* [PROBLEMS TO SOLVE]
• A. Sum up the passage on EPA grant programs in three sentences.
• B. Pick up the passage on EPA grant programs after its last sentence and keep writing it.

* [SELECTED EXTRACT]
* * * * *

Further, the Agency continues to provide critically needed infrastructure funding through its two State Revolving Fund (SRF) programs, the Clean Water SRF (CWSRF) and Drinking Water SRF (DWSRF). These two programs comprise nearly half of the Agency's grant dollars. Through FY 2003, the CWSRF program has supported over 14,000 projects totalling $43.5 billion for secondary treatment, advanced treatment, combined sewer overflow correction, stormwater treatment and nonpoint source needs. Similarly, through FY 2003, the newer DWSRF program has provided $6.4 billion which has resulted in more than 3,000 loans for drinking infrastructure needs to protect public health and ensure compliance with the Safe Drinking Water Act.

Moreover, EPA’s grants for State and Tribal environmental programs have been a key factor in allowing States and Tribes to administer delegated or authorized regulatory programs across all environmental media. In FY 2003, EPA awarded over $1 billion for these grants. This included $193.6 million under section 106 of the Clean Water Act to support water quality planning, water quality monitoring, the development of water quality standards and Total Maximum Daily Loads, the issuance of National Pollution Discharge Elimination System permits, compliance and enforcement activities, and ground water protection.

EPA is also a recognized innovator in the State funding area as evidenced by its highly successful Performance Partnership Grant (PPG) program. PPGs provide States with the flexibility to combine funds from various EPA categorical grant programs into one grant. This allows States to streamline grant paperwork, adopt multi-media approaches, and better address national and State environmental priorities. In FY 2003, EPA awarded over $300 million in PPGs to States and Tribes.

Additionally, as part of the FY 2005 budget, the Administration is proposing a new $23 million State and Tribal Performance Fund that will award grants on a competitive basis for environmental programs. These funds will allow States and Tribes that can link their proposed activities to public health and environmental outcomes to receive additional assistance. EPA is pleased to be able to provide States and Tribes with another tool to protect and restore the environment.

Despite these success stories, EPA’s credibility in grants management has been jeopardized by its inability to resolve longstanding concerns expressed by Congress, GAO and the OIG. These concerns have largely centered on non-State grants, particularly grants to non-profit organizations, with an emphasis on grant competition, pre-award review, oversight, environmental results and accountability. Over the period 1995 to 2001, the Agency did take steps to respond to these concerns. EPA issued formal post-award monitoring policies, virtually eliminated a grant closeout backlog of some 20,000 grants, provided grants management training to over 4000 project officers, encouraged grant competition, and initiated development of an automated Integrated Grants Management System.

 

As evidenced by an OIG audit report entitled “Review of Assistance Agreements Awarded to Nonprofit Organizations” (Report No. 2001-P-00005, dated March 29, 2001), these actions produced improvements in some areas. In that audit, the OIG examined a sample of grants to nonprofit organizations awarded by EPA Headquarters and EPA’s Atlanta Regional Office (Region 4). The report noted that EPA Headquarters and Region 4 had undertaken initiatives to improve the grants administration process. These included training of grants specialists and project officers, issuance of new or revised policy guidance, selective on-site reviews of recipient organizations to assess their performance, and implementation of an internal review process that analyzed specific aspects of grant programs on an ongoing basis. The report found that EPA maintained appropriate relationships with recipient organizations, avoided conflicts of interest, and that the specific grants reviewed complied with the Federal Grant and Cooperative Agreement Act, which prohibits the use of assistance agreements for acquisition activities. Based on these findings, the report concluded that a review of additional grant agreements based on the same objectives was not warranted.

* * * * *

* [MATERIAL]
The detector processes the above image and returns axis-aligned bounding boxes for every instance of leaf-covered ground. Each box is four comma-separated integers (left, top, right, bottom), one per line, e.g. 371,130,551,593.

* * * * *

* [ANSWER LIST]
• A. EPA funds infrastructure through its Clean Water and Drinking Water State Revolving Fund programs, which make up nearly half of its grant dollars. It also supports State and Tribal environmental programs with grants, including Performance Partnership Grants that let States combine funds from various categorical programs into one grant. Despite these successes, longstanding concerns from Congress, GAO and the OIG, centered largely on non-State grants, have jeopardized the Agency's credibility in grants management, though a 2001 OIG audit of grants to nonprofit organizations found that steps the Agency had taken produced improvements in some areas.

• B.
These findings, however, are not representative of the total universe of EPA grants. As noted in GAO’s August 2003 report, the Agency continues to face key grants management challenges in the areas of grantee selection, oversight, resources and environmental results. To address these challenges, EPA issued its first-ever long-term Grants Management Plan, with associated performance measures, in April 2003. GAO has described the Plan in positive terms, characterizing it as coordinated, integrated approach to improving grants management. As discussed below, the Agency is moving aggressively to implement the Plan, refining our corrective actions as necessary to incorporate recommendations for improvement contained in the GAO and OIG reports.

I am pleased to report that EPA has made significant progress in carrying out our long-term Plan. To date, we have met almost all of our performance measure targets and have completed more than 60 actions items in support of the Plan.

The Plan commits EPA to accomplishing five goals, namely: 1) Enhance the Skills of EPA Personnel Involved in Grants Management; 2) Promote Competition in the Award of Grants; 3) Leverage Technology to Improve Program Performance; 4) Strengthen EPA Oversight of Grants; and 5) Support Identifying and Achieving Environmental Outcomes.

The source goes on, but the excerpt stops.